Work required:
Please report each line of the records below that contains the string "black". Case counts.

[Shape boundary entries]
*****

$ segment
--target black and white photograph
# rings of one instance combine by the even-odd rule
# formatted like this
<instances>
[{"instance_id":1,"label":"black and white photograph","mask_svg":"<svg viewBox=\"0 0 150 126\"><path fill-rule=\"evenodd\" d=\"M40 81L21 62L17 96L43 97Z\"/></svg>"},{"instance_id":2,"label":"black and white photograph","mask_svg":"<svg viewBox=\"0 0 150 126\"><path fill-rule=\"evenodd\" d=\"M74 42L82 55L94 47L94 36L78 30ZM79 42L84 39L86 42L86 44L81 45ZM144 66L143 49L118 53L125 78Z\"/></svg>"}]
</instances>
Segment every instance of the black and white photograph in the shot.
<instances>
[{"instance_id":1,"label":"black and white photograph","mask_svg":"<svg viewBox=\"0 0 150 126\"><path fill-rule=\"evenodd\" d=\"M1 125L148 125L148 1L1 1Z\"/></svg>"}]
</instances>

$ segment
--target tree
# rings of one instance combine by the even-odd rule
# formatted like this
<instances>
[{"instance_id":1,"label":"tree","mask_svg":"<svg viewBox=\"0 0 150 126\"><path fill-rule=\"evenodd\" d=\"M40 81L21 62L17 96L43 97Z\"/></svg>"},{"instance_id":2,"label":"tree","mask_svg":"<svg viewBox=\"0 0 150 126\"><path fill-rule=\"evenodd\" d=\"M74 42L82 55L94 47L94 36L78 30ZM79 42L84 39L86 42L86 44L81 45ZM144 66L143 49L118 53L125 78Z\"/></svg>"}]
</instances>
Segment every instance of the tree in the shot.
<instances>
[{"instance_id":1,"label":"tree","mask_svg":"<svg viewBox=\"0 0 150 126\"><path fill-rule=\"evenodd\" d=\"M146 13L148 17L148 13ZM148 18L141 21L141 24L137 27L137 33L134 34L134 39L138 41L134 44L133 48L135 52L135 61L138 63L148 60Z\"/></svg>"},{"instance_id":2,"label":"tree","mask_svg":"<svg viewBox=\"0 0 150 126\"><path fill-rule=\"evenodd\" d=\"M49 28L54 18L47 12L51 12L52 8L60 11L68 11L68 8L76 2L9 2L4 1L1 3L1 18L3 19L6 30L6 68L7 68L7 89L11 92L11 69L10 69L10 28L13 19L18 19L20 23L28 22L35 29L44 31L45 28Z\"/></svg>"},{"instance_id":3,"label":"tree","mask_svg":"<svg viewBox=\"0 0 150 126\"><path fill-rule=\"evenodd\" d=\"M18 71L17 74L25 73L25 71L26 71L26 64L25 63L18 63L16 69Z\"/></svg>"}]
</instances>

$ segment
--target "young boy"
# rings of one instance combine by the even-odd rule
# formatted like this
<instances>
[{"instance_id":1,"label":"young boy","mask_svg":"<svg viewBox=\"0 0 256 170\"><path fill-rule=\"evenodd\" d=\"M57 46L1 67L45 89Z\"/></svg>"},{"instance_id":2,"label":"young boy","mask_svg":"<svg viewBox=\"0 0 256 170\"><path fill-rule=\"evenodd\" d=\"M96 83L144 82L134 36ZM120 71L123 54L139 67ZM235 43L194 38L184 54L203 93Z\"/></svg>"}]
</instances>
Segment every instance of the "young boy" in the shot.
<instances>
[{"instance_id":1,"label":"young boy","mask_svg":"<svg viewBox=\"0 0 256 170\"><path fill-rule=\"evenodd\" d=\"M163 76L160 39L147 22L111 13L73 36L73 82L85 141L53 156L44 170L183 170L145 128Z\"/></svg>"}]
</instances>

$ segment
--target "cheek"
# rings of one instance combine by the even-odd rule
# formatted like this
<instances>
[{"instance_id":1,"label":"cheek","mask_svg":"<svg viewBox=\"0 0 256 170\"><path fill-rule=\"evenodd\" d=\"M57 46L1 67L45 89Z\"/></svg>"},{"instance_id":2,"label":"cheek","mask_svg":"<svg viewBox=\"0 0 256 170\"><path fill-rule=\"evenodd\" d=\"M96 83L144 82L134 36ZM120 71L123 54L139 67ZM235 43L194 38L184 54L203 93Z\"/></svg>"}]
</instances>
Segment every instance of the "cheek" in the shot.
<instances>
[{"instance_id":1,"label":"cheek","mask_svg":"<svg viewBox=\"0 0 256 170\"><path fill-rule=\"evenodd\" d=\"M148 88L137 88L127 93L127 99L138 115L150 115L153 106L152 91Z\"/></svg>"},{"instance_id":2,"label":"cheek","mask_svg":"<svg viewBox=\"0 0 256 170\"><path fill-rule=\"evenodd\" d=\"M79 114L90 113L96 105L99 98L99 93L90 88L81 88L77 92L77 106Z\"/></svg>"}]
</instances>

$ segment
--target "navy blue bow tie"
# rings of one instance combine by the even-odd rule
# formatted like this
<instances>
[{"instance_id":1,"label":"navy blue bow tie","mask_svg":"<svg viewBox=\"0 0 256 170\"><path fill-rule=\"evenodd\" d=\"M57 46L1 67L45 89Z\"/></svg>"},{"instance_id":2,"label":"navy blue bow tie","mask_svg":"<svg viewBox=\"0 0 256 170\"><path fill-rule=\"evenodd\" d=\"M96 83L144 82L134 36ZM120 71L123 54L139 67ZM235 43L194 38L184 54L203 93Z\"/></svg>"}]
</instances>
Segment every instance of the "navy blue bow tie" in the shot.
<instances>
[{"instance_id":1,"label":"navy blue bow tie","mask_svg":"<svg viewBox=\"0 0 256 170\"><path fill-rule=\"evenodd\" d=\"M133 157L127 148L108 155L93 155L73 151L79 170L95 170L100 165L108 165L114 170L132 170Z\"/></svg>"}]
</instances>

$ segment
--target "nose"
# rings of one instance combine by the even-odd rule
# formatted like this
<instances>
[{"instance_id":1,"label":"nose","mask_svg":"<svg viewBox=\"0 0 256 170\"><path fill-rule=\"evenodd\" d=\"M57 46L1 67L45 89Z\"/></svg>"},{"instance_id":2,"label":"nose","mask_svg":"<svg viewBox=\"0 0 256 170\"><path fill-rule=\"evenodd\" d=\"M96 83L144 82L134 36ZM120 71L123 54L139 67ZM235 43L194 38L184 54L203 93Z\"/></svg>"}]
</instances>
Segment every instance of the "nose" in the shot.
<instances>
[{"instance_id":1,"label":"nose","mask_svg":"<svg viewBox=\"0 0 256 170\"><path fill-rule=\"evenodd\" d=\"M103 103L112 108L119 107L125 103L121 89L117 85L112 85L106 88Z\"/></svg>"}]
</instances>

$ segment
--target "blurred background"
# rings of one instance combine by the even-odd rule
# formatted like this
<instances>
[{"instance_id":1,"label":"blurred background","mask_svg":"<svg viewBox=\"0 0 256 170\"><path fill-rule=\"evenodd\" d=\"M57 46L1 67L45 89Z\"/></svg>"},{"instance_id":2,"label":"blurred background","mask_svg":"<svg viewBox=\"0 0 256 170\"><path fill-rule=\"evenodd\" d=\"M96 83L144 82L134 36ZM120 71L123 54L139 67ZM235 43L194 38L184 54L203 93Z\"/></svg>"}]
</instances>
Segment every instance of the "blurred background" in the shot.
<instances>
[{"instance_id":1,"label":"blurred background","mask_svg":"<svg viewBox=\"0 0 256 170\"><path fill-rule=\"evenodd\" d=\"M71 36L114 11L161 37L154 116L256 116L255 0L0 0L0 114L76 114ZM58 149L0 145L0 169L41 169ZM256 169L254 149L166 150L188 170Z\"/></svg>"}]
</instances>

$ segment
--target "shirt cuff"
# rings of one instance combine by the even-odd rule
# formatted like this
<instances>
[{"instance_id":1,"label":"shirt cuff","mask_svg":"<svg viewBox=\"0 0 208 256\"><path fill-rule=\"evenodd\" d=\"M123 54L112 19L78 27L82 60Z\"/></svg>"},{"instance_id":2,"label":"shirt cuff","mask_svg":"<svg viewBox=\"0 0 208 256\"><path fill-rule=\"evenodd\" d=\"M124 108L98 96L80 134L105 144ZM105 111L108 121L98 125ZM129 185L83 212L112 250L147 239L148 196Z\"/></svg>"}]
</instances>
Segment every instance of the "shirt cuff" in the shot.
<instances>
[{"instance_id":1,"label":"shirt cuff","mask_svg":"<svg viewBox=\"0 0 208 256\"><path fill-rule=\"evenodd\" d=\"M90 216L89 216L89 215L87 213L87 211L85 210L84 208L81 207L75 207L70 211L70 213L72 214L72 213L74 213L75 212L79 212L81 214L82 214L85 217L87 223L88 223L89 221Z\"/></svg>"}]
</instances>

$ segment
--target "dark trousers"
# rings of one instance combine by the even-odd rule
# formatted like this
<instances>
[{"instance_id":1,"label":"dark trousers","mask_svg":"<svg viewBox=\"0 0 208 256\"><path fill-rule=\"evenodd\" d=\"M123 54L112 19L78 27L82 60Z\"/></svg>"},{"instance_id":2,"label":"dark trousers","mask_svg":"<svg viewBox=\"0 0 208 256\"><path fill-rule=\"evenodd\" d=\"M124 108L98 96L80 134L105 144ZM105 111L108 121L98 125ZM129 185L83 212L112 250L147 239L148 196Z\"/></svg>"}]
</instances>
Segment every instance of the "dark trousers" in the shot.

*****

Solution to this exercise:
--target black and white photograph
[{"instance_id":1,"label":"black and white photograph","mask_svg":"<svg viewBox=\"0 0 150 126\"><path fill-rule=\"evenodd\" d=\"M40 81L21 62L17 96L43 97Z\"/></svg>"},{"instance_id":2,"label":"black and white photograph","mask_svg":"<svg viewBox=\"0 0 150 126\"><path fill-rule=\"evenodd\" d=\"M74 42L82 55L94 47L94 36L78 30ZM79 42L84 39L86 42L86 44L81 45ZM144 66L143 49L118 53L125 78Z\"/></svg>"}]
Segment every instance of the black and white photograph in the shot.
[{"instance_id":1,"label":"black and white photograph","mask_svg":"<svg viewBox=\"0 0 150 126\"><path fill-rule=\"evenodd\" d=\"M1 125L148 125L148 1L1 1Z\"/></svg>"}]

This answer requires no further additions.